• Extracted data
-----

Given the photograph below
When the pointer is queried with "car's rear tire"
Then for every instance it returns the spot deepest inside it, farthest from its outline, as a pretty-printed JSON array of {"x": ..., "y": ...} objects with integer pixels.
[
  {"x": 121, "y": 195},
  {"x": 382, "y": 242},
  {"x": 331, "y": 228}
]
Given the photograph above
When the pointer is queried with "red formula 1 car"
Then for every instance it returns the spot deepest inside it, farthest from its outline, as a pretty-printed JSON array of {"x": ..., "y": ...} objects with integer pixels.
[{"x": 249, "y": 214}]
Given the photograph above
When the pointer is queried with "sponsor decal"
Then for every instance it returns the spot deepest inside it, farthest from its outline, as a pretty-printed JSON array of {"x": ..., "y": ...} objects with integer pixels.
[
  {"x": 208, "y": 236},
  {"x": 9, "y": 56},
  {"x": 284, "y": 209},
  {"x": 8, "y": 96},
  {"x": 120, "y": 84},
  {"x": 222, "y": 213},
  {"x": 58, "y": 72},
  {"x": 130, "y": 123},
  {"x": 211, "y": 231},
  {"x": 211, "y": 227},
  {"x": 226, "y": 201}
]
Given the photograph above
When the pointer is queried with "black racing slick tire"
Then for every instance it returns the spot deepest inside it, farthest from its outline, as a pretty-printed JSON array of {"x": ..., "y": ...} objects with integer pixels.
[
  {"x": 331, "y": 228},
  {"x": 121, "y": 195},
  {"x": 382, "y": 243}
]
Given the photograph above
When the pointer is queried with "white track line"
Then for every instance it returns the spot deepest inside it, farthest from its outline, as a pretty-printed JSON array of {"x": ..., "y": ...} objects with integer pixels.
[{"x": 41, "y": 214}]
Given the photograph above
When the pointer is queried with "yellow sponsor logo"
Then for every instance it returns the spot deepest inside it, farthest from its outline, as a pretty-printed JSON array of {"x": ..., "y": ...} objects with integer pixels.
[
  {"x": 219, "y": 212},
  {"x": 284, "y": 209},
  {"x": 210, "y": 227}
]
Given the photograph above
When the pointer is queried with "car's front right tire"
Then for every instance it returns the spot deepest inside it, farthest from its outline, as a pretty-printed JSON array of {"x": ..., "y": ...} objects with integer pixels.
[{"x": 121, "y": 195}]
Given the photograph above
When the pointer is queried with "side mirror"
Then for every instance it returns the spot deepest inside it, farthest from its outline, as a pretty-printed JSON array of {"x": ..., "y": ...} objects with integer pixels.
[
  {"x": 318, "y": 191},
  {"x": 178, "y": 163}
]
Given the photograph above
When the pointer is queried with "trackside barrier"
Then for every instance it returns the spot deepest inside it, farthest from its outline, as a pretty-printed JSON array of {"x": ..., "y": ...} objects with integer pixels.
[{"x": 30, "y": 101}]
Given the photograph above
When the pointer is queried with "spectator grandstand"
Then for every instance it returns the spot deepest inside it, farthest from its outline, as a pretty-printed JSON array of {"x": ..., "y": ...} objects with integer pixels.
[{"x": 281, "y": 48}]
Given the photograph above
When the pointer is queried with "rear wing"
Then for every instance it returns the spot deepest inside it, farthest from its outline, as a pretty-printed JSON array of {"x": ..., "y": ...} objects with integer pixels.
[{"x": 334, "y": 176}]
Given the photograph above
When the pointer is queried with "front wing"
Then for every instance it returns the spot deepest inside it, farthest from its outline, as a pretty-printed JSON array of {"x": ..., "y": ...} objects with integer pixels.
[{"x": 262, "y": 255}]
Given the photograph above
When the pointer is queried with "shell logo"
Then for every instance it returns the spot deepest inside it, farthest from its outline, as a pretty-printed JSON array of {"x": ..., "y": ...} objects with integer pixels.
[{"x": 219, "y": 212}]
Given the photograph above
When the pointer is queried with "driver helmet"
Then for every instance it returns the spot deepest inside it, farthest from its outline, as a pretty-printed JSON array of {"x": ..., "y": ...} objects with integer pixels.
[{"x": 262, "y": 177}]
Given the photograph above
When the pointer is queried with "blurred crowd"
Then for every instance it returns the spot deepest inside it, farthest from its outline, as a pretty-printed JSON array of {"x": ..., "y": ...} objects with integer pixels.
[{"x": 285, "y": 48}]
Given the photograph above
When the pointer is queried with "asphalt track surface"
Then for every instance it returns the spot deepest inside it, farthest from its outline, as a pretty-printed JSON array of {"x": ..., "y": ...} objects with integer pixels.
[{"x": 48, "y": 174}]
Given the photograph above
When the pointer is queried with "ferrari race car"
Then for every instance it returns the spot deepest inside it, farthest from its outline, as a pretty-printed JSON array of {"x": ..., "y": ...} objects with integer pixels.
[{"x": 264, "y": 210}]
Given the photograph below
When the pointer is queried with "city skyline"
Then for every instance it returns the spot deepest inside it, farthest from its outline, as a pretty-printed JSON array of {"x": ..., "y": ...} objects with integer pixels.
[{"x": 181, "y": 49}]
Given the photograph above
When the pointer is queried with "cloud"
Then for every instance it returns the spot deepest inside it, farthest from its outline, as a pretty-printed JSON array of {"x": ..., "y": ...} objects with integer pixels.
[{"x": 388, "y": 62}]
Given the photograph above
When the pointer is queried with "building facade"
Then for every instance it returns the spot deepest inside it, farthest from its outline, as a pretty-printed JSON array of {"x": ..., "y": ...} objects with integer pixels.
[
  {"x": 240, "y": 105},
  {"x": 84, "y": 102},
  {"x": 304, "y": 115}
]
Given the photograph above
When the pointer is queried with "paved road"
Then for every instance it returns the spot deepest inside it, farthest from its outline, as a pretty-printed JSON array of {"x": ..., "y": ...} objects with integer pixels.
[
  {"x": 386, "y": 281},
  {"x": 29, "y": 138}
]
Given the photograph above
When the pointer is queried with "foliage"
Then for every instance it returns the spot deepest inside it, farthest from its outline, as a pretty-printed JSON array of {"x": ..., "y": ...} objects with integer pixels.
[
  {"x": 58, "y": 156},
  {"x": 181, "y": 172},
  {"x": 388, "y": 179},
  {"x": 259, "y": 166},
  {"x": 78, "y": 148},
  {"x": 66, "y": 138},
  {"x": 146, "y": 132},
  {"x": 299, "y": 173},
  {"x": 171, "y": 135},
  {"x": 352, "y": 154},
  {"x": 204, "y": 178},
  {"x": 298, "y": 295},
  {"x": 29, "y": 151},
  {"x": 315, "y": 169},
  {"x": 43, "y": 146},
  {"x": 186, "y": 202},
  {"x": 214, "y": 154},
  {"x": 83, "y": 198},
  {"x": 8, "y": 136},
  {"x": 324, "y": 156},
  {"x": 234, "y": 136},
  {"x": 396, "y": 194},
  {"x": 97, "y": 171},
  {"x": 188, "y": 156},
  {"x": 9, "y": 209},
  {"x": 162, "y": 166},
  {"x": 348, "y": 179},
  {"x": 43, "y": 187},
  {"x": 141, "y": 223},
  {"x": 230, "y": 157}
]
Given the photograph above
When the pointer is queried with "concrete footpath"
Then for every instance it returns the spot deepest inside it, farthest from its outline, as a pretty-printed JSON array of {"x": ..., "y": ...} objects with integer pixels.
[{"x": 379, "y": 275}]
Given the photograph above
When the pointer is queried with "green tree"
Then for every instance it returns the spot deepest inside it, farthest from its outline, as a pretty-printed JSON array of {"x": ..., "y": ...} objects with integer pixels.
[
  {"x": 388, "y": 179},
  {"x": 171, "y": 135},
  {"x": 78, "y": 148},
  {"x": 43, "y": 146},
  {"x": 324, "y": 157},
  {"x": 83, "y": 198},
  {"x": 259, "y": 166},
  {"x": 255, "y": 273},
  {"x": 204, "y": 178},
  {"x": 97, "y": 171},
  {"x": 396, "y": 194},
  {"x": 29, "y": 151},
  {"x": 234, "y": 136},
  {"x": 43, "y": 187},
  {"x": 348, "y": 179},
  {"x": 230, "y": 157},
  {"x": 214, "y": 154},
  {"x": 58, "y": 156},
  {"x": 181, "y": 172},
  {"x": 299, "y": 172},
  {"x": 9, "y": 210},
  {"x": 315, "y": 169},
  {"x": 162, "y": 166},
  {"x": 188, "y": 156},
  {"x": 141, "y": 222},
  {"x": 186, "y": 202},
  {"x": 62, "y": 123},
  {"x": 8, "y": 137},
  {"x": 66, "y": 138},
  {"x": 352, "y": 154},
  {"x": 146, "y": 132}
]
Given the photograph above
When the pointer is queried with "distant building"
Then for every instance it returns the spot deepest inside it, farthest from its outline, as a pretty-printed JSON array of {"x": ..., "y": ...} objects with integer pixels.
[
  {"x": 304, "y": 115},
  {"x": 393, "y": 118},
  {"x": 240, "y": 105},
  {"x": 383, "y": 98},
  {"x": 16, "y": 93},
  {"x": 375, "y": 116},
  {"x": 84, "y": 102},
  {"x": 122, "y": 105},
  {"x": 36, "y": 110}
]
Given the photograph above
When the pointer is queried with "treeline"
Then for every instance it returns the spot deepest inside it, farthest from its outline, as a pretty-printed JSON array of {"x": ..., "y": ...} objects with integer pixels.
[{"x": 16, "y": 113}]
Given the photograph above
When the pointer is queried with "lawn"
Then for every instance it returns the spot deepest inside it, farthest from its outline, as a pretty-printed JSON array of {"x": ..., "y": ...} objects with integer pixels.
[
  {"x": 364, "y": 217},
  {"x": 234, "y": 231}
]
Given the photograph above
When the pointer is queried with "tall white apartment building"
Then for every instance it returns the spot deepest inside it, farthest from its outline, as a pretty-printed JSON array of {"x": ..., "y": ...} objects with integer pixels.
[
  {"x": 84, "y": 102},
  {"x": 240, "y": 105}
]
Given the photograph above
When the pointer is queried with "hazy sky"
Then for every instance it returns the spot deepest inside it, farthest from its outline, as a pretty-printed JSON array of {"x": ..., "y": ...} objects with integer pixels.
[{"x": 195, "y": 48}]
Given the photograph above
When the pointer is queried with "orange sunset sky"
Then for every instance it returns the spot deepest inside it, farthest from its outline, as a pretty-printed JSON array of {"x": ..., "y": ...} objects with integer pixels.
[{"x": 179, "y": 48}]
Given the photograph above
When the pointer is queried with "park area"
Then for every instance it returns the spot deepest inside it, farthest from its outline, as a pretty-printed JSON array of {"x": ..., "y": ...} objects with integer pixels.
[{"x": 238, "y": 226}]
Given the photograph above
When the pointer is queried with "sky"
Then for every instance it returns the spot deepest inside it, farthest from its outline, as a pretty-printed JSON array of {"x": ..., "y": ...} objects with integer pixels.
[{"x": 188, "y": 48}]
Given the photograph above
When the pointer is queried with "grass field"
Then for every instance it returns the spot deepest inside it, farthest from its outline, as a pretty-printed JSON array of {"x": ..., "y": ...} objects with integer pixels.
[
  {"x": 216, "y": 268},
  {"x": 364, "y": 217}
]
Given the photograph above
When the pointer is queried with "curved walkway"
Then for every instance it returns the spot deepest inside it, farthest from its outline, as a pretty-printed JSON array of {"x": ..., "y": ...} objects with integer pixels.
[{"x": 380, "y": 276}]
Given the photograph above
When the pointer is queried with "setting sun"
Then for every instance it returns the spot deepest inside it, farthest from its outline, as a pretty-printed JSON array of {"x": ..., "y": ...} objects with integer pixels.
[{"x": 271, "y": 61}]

-----

• Your objective
Find each line in the items above that contains the word "front" and copy every such line in full.

• Expected output
When the pointer is queried with "car's front right tire"
When the pointer is queried with "front wing"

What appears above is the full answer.